→ **Exercise aim**: Could you rewrite all the items below, renaming every "even-odd" to "nonzero" and leaving everything else unchanged?
* Begin *
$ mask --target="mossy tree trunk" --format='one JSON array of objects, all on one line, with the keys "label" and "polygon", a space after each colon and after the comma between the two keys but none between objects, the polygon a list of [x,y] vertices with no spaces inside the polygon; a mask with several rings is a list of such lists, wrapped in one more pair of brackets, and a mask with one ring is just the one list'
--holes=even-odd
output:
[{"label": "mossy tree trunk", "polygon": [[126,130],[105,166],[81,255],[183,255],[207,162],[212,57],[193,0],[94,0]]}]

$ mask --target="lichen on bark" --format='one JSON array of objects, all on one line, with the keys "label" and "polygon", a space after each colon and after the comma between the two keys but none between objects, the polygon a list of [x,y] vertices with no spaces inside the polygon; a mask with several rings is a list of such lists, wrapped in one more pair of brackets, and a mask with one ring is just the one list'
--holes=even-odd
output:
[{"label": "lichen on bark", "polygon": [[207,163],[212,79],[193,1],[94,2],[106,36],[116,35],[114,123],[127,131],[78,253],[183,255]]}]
* End *
→ **Response to this exercise**:
$ mask --target="mossy tree trunk" --format='one JSON array of objects, all on one line, with the keys "label" and "polygon", a space after each colon and after the comma between the two keys but none between objects, the polygon a list of [x,y] vertices with no spaces inside the polygon; a mask with several rings is a list of such lists, wrapped in one more pair of brackets, and a mask with one ring is just the one list'
--holes=nonzero
output:
[{"label": "mossy tree trunk", "polygon": [[126,130],[105,166],[81,255],[183,255],[207,162],[212,57],[193,0],[94,0]]}]

$ mask --target="lichen on bark" --format='one JSON array of objects, all on one line, with the keys "label" and "polygon", a space after each colon and after the comma between the two keys but none between objects, the polygon a list of [x,y] vertices with no spaces inside the polygon; a mask with several rings is a list of such lists, wrapped in one more pair of brackets, and a mask with one ring is just the one list'
--holes=nonzero
output:
[{"label": "lichen on bark", "polygon": [[207,163],[212,79],[193,1],[94,2],[106,36],[116,35],[114,123],[127,131],[78,253],[183,255]]}]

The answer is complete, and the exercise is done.